Consigne écrite a
Repérez dans les enregistrements chaque ligne contenant le mot « white » et recopiez-la en respectant la casse.

Extrait fourni
------------------------------------

Les démocraties occidentales ont toujours eu du mal à affronter les régimes totalitaires. Les démocraties ne sont pas dirigées par une seule personne : le pouvoir doit composer avec des forces d’opposition, la presse, l’opinion publique, les groupes d’intérêt, etc. Il est beaucoup plus difficile d’en arriver à une prise de position solide qui rallie une forte majorité.
En outre, les démocraties doivent tenir compte de valeurs comme le respect des droits de la personne, de ceux des minorités et de plusieurs autres facteurs.
Les régimes autocratiques comme celui de la Russie de Poutine n’ont pas à composer avec tous ces facteurs. La situation est encore pire en Chine.
C’est pourquoi les démocraties se montrent souvent hésitantes devant des puissances impérialistes; elles donnent priorité à la négociation; elles donnent le bénéfice du doute à des dictateurs en se convainquant de leur bonne foi. Elles ont rarement raison et finissent par le regretter, car, trop souvent, le seul langage que les autocrates comprennent, c’est celui de la force. Pour eux, les tergiversations des régimes démocratiques sont autant de faiblesses à exploiter.
L’Occident et la Russie de Poutine
Les gouvernements occidentaux ne pourront jamais nous faire croire qu’ils n’ont rien vu venir.
- En 2007, la Russie procède à des cyberattaques massives en Estonie à la suite d’un désaccord. Ces attaques dirigées contre le parlement, des ministères, des journaux et des banques ont duré 23 jours.
- En 2008, la Russie a attaqué la Géorgie.
- En 2014, après les Jeux olympiques de Sotchi, la Russie envahit et annexe la Crimée.
- Depuis plus de sept ans, des séparatistes russes de l’est de l’Ukraine, aidés par Moscou, mènent une guerre larvée qui a fait 14 000 morts.
Le président russe a déjà déclaré que la chute de l’Union soviétique en 1991 était la plus grande tragédie du XXe siècle.Après les deux guerres mondiales et l’Holocauste? Vraiment? Le même Poutine a aussi déclaré que la démocratie libérale était un régime dépassé, ce qui explique la persécution et l’assassinat de certaines personnalités de l’opposition et l’absence d’élections libres dans ce pays.

------------------------------------

Consigne écrite b
D'après l'extrait fourni, combien de jours ont duré les cyberattaques menées par la Russie en Estonie en 2007 ?

------------------------------------

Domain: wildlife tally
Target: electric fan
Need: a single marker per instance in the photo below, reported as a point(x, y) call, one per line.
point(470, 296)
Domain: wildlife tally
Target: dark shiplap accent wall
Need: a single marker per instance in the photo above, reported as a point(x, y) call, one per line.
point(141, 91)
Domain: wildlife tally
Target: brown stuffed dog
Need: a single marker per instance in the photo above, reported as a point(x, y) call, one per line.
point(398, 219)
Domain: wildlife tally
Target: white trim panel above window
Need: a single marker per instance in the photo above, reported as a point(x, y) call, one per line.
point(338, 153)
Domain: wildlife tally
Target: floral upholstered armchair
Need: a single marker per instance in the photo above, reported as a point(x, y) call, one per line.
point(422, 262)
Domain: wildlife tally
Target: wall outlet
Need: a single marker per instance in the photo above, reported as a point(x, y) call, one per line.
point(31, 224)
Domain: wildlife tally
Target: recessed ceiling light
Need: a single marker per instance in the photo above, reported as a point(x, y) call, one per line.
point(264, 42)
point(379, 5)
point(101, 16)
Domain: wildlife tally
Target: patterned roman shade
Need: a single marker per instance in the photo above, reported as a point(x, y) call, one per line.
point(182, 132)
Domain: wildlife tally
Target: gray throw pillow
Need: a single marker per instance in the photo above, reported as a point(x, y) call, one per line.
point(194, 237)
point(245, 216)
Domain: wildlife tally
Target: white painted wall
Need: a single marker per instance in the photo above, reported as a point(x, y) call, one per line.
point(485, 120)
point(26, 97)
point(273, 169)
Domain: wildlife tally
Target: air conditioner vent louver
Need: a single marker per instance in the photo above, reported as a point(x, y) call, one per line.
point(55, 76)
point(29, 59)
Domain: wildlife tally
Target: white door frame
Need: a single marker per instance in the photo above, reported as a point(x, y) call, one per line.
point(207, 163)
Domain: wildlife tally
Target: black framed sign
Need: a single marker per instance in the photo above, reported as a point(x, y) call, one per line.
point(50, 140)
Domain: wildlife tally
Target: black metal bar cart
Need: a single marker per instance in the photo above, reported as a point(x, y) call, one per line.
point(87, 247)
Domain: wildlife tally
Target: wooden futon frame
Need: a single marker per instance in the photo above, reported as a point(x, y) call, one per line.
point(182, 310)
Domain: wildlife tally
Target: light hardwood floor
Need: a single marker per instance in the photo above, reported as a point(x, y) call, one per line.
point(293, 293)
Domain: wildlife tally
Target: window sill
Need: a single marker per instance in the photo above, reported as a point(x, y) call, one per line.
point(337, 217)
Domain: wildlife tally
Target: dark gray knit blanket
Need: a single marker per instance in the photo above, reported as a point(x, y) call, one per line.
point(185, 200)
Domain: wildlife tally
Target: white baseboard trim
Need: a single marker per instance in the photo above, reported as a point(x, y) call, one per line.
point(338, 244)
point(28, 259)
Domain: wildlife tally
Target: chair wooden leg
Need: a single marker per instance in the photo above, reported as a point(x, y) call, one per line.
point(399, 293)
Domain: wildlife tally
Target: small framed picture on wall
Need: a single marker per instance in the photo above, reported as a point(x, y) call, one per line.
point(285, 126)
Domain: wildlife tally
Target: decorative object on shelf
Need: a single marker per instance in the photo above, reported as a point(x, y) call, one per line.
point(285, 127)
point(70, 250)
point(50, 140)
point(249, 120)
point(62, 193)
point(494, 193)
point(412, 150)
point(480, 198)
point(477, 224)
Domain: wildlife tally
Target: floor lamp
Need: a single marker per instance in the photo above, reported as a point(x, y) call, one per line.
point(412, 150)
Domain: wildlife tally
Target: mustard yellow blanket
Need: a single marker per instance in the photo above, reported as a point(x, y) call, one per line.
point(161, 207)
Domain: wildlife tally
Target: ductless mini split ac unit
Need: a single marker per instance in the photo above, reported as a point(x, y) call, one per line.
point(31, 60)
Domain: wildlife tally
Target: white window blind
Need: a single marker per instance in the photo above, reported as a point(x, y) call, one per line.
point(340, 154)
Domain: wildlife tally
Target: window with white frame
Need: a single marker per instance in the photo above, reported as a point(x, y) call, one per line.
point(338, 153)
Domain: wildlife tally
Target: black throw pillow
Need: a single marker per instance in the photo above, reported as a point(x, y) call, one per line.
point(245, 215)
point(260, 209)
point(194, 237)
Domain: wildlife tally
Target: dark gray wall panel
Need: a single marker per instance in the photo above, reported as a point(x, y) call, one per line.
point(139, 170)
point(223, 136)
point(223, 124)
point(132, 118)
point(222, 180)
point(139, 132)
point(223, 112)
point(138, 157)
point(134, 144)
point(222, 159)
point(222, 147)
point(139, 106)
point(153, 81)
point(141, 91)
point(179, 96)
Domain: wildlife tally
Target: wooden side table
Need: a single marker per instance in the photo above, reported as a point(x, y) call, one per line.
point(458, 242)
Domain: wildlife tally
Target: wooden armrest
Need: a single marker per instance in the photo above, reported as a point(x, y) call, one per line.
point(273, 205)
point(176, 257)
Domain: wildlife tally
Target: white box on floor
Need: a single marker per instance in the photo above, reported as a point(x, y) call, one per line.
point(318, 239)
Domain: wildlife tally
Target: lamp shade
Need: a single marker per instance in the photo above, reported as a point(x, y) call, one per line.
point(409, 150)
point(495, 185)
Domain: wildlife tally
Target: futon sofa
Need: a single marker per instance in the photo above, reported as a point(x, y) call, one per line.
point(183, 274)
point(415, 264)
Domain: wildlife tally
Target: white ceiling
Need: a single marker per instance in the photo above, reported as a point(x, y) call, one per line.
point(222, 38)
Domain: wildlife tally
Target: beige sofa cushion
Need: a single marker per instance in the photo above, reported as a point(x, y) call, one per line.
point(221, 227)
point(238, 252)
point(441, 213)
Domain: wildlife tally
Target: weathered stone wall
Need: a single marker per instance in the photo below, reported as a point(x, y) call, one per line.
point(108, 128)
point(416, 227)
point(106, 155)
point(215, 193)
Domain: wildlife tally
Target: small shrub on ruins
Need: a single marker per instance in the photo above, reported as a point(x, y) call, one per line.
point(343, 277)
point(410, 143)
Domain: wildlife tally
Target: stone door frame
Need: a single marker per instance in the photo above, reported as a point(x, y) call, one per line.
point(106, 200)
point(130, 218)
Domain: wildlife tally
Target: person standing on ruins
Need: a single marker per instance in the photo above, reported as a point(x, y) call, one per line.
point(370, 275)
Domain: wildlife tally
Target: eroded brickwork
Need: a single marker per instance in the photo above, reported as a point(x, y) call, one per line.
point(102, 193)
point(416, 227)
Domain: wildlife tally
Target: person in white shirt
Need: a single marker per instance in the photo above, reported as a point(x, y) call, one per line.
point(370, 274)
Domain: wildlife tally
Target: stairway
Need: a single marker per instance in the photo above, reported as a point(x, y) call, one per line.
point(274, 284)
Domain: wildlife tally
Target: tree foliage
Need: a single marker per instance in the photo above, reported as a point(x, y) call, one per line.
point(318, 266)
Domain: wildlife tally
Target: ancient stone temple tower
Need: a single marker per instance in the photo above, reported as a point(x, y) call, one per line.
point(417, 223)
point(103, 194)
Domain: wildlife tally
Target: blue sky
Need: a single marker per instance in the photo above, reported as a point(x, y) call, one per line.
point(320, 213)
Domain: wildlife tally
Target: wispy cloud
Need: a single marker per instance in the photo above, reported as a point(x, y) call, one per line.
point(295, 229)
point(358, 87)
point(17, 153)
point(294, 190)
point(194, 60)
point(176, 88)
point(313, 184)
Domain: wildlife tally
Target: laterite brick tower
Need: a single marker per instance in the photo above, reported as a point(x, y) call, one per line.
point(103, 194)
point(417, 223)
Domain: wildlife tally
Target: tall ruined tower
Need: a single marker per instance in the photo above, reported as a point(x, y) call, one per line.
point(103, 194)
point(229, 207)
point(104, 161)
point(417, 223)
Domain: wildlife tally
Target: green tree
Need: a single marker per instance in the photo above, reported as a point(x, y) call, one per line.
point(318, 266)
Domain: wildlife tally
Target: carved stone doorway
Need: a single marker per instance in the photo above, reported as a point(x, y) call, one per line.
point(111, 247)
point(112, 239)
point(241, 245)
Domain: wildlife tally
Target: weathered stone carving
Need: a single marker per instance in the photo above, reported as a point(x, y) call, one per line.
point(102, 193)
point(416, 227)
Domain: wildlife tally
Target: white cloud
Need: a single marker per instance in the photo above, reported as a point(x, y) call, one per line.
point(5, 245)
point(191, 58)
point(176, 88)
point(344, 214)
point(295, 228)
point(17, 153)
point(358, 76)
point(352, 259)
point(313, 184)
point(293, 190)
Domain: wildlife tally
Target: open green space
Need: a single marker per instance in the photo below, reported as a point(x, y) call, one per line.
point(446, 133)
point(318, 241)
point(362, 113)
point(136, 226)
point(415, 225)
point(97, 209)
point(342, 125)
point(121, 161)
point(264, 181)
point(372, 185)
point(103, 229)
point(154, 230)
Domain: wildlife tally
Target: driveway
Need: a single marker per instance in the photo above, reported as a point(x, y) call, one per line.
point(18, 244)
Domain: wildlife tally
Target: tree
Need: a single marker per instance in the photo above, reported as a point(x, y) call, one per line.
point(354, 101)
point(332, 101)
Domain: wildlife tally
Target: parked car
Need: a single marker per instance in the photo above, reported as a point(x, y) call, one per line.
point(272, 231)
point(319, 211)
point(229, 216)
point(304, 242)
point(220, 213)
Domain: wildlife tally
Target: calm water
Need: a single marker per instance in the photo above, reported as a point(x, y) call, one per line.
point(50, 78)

------------------------------------

Réponse attendue a
Target: white trim panel above window
Target: white painted wall
Target: white door frame
Target: white baseboard trim
Target: white window blind
Target: window with white frame
Target: white box on floor
Target: white ceiling
Target: person in white shirt
Target: white cloud

Réponse attendue b
Elles ont duré 23 jours.